> **WORK TO DO**
**a.** Write out the passage of the post on town-centre parking starting with "1. It’s astonishing" and going on through "and ‘benefit cheats’!".
**b.** Answer these questions from the post on town-centre parking, one per line:
(i) Which party runs the local council in the area near George Street?
(ii) On what date was the post published?
(iii) According to the first comment, what are the double yellow lines in the commenter's town there to do?
**c.** Turn the paragraph of the post on town-centre parking that begins "My local town centre seems" into a short list that keeps its main facts.

> **QUOTED TEXT**
A sacrifice on the altar

Communities Minister Eric Pickles

The Thugs’ Best Friend

I had to spend a lot of time in Brighton over the autumn, winter and spring.  Just a few minutes walk from George Street in Hove, a satellite-town-centre shopping street.  George Street has long been pedestrianised during shopping hours, making it a pleasant place to go for one’s shopping, or for a refreshment at one of its many pubs or cafés.  The only fly in the ointment was that on Sundays it was open to cars, turning it from a pleasant place to a stressful no-go area.

This winter was different.  I went there several times during regular weekday shopping hours, only to find it infested by cars.  After a little while I learned to treat it as a no-go area at all times.  A sad loss: there’s no comparable shopping street for some distance.  I don’t know why such a street has been sacrificed.  The local council is run by the Green Party: perhaps they’re as false to their roots as all the rest, but even so this seems extraordinary.

Today’s news: our towns are yet again to be sacrificed on the altar of the Great God motorcar.  This time it’s parking, and no matter how much commonsense and/or the law want to save an area for people, councils are to be deprived of the practical means to enforce anything.  Of course the propagandists wheeled out several motorists with legitimate-sounding horror stories of having been fined unreasonably, yet none of those were caught by the enforcement systems they’re banning!

The thugs’ best friend has struck another blow against humanity, and no doubt driven another nail into the coffin of many a town centre.

Posted on June 21, 2014, in environment, politics, uk. Bookmark the permalink. 5 Comments.

  1. It’s astonishing that the ‘party of law and order’ should allow the Secretary of State for Communities and Local Government to promote a policy that encourages law-breaking by a certain section of the public. Mind you, Governments have form on this – they’ve already let the bankers off after they robbed savers and taxpayers of billions of pounds. Presumably laws apply only to ordinary taxpayers and ‘benefit cheats’!

    My local town centre seems to have found a reasonably sensible compromise when it comes to parking. There is ample free, short-term roadside parking for those occasions when one might need to pick up a heavy or awkward load from the shops, although one might have to walk a few yards. And there is a selection of paying car parks for those who wish to leave their cars in town for longer. The one-way main street has some gentle traffic calming that allows pedestrians to cross the road in comparative safety without inconveniencing drivers, and makes both categories of user aware that this is a shared space. However, we are not without our bad parking problems…

    Having read the news on this latest idiotic policy yesterday, I walked into town to find numerous cars illegally parked on double yellow lines (which are there to protect sight lines on junctions and prevent hold ups in our narrow Victorian streets). The worst example was two cars parked on the double yellow lines on either side of a narrow one way street (one partially propped up on the very narrow pavement, forcing pedestrians into the road and certainly providing insufficient room for the mighty Mr Pickles to ease past – that is assuming he ever walks anywhere, which judging by his stature I doubt he does!). A motorist who was, quite legitimately, trying to drive up the road was forced to perform a dangerous chicane, coming within an inch or so of each illegally parked vehicle and scraping her wheels against the granite pavement edge in the process (so it’s not only pedestrians who suffer at the hands of idle and selfish parkers).

> **INFORMATION PROVIDED**
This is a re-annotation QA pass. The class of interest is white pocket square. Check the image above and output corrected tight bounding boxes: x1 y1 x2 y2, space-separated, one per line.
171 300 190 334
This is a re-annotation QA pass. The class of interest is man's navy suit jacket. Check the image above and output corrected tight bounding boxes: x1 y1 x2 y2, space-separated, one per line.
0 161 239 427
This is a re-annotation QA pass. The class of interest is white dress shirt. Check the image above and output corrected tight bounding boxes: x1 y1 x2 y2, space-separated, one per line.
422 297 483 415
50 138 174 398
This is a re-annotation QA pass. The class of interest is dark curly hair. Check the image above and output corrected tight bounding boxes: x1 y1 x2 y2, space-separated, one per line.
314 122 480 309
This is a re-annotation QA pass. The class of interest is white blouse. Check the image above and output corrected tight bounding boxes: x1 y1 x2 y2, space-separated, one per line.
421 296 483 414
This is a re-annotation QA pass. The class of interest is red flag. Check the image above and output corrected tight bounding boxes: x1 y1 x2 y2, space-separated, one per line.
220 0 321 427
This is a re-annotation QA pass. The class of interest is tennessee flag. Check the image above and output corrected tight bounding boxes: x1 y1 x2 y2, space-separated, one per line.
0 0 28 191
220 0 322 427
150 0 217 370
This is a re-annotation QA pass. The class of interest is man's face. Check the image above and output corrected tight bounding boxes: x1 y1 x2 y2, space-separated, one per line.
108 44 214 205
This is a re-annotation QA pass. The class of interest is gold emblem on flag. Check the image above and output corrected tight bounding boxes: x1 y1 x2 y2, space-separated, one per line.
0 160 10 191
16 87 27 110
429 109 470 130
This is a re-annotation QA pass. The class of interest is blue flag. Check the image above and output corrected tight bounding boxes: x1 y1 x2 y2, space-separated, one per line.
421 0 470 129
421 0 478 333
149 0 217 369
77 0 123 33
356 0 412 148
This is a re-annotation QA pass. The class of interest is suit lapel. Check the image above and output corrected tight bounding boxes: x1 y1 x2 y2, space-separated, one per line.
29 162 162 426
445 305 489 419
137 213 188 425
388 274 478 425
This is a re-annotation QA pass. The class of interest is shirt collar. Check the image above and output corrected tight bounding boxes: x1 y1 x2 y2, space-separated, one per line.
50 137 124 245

> **EXERCISE ANSWERS**
**a.**
1. It’s astonishing that the ‘party of law and order’ should allow the Secretary of State for Communities and Local Government to promote a policy that encourages law-breaking by a certain section of the public. Mind you, Governments have form on this – they’ve already let the bankers off after they robbed savers and taxpayers of billions of pounds. Presumably laws apply only to ordinary taxpayers and ‘benefit cheats’!

**b.**
(i) The Green Party.
(ii) June 21, 2014.
(iii) To protect sight lines on junctions and prevent hold ups in the narrow Victorian streets.

**c.**
The commenter's local town centre has a reasonably sensible compromise on parking:
- Ample free, short-term roadside parking for picking up heavy or awkward loads from the shops, though it may mean walking a few yards.
- A selection of paying car parks for those who want to leave their cars in town longer.
- Gentle traffic calming on the one-way main street, which lets pedestrians cross in comparative safety without inconveniencing drivers and makes both aware that the space is shared.
- Even so, the town still has bad parking problems.